[Données]
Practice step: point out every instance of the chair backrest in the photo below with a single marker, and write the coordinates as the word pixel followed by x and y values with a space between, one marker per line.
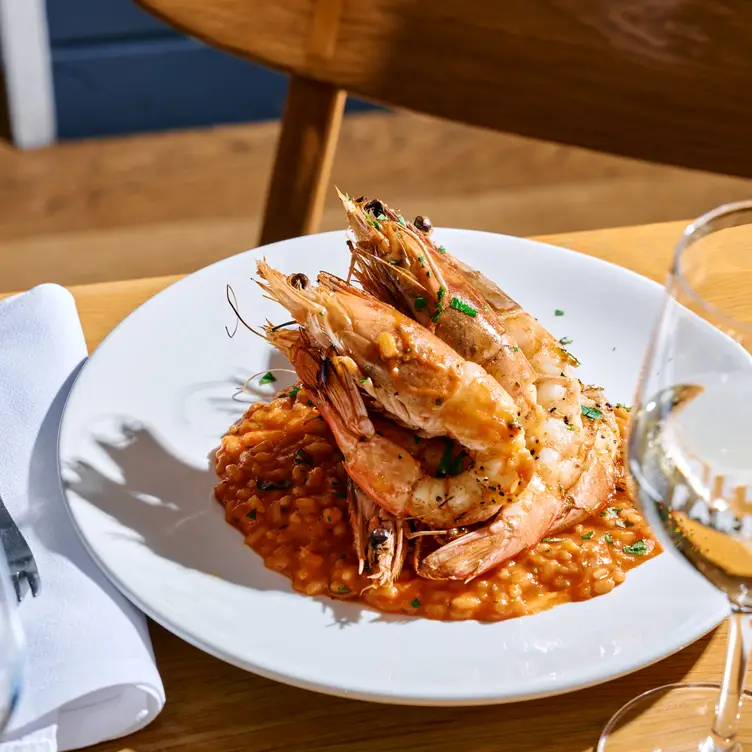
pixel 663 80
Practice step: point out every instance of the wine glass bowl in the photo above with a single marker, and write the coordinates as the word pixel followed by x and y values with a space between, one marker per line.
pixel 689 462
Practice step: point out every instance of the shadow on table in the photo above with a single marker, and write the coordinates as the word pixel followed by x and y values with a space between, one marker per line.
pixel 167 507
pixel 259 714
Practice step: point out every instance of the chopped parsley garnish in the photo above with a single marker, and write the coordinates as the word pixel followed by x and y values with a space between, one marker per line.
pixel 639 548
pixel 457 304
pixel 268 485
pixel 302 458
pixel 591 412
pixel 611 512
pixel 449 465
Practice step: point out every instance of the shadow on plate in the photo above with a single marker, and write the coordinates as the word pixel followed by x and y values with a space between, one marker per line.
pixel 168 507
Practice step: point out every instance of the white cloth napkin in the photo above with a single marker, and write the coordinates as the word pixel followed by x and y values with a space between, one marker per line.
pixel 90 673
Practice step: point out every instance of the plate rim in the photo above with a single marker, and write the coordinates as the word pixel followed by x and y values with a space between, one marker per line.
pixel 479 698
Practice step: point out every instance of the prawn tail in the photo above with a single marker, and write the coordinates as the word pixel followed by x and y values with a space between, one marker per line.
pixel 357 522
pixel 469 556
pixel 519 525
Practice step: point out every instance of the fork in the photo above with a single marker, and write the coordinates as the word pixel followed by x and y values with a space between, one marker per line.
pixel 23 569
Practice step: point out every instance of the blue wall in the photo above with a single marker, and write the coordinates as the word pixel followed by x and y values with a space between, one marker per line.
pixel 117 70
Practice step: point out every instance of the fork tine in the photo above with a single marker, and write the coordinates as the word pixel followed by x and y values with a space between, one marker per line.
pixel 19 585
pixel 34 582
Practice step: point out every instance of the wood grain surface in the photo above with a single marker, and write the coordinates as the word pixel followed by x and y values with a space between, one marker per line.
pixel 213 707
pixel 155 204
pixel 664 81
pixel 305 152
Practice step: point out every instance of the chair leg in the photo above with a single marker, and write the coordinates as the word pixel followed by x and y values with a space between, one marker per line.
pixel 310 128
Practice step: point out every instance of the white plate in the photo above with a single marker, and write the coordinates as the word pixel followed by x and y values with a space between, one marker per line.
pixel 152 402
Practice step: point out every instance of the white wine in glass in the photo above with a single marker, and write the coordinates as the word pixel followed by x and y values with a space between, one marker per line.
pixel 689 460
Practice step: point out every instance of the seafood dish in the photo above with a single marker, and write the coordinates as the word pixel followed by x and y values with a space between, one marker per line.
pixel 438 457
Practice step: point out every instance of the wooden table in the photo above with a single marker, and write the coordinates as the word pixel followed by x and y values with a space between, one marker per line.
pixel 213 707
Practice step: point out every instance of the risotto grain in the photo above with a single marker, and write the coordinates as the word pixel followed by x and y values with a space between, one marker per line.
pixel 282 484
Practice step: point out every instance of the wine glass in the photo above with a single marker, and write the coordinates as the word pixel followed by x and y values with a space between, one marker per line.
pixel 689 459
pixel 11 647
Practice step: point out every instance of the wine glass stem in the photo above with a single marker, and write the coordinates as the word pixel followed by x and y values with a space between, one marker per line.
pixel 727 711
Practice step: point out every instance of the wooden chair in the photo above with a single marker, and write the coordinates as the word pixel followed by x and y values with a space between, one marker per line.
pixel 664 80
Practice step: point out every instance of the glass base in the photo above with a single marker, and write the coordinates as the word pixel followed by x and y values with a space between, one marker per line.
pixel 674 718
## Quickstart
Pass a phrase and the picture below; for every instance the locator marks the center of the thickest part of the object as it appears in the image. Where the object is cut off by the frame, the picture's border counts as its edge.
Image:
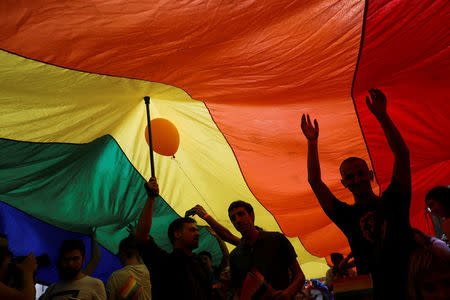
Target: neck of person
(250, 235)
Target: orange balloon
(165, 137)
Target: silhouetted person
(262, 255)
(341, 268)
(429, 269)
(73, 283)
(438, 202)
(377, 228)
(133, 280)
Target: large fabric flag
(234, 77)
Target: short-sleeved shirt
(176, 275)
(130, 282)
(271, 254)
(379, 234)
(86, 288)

---

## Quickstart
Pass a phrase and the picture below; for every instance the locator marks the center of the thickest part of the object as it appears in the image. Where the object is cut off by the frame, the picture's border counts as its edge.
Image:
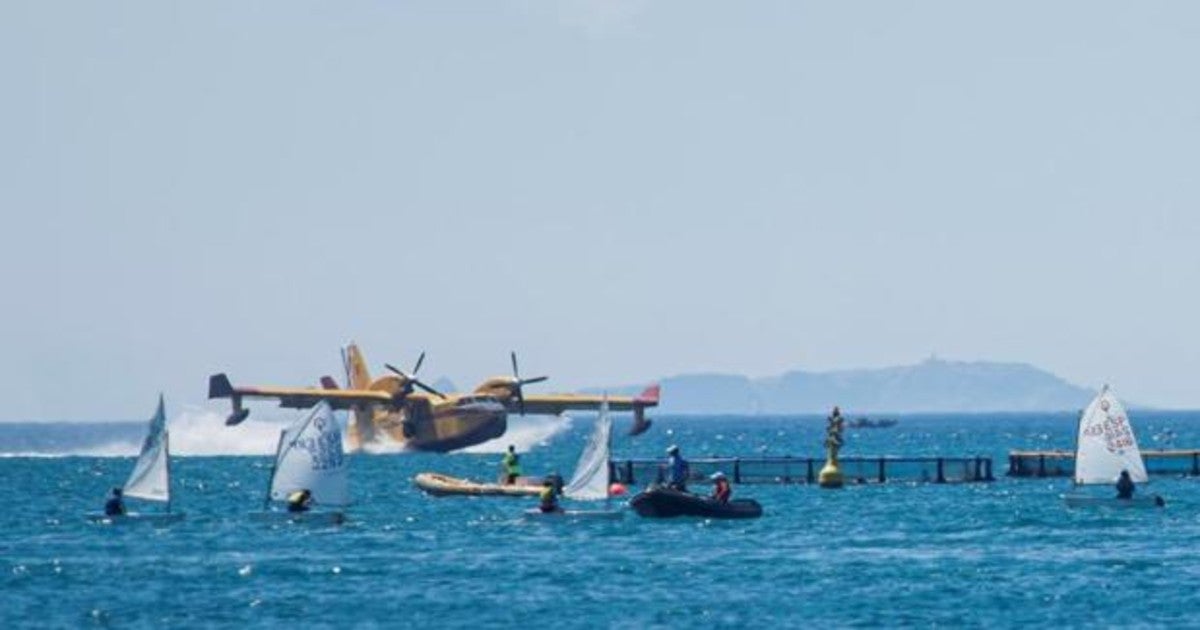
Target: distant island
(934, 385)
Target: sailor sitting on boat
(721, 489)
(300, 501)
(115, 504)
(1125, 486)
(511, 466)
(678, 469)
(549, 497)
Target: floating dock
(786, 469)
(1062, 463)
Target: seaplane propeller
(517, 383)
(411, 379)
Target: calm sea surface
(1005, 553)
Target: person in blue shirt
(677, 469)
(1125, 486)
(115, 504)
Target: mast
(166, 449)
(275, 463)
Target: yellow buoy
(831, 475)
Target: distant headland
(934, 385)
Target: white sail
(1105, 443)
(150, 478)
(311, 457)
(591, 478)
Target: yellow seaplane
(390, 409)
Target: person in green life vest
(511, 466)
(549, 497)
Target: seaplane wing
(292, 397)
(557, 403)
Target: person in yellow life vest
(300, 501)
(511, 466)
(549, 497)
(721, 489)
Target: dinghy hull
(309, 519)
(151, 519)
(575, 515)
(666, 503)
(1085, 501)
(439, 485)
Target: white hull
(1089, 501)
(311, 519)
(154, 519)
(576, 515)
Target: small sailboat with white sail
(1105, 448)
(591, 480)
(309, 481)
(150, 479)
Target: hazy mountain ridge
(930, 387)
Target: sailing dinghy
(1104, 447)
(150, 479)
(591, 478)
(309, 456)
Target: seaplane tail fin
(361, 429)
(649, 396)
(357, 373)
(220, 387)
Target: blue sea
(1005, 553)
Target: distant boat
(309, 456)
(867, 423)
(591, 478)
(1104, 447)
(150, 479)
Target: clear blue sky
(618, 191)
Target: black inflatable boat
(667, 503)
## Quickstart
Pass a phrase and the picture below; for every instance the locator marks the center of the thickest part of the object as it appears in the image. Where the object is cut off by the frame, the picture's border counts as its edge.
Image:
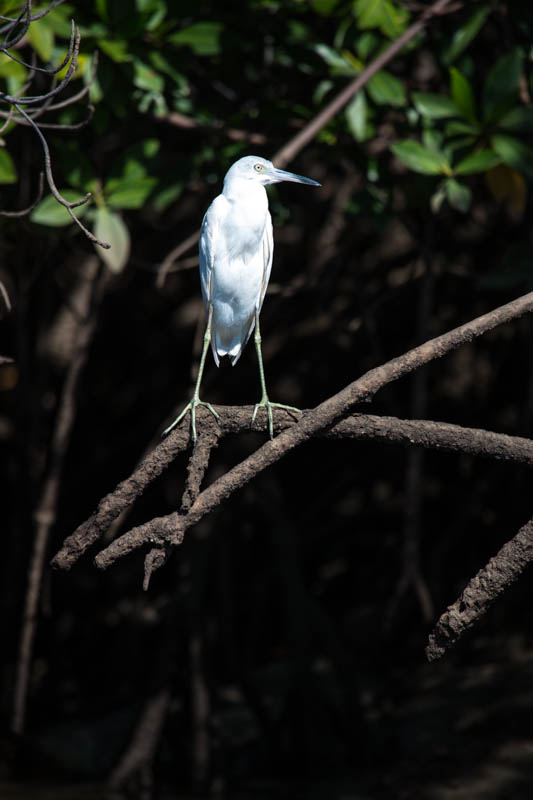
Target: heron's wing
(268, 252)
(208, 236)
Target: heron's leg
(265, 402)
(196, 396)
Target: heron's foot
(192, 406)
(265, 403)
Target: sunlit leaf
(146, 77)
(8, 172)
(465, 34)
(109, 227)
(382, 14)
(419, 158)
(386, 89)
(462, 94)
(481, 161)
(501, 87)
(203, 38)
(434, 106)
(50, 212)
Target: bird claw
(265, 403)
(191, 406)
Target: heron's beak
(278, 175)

[Consigne]
Indiquez combien de lignes des enregistrements ci-dessus contiennent la chaîne « tail », en tenant compte de la casse. Donnez uniquement ce nombre.

[Corrigé]
2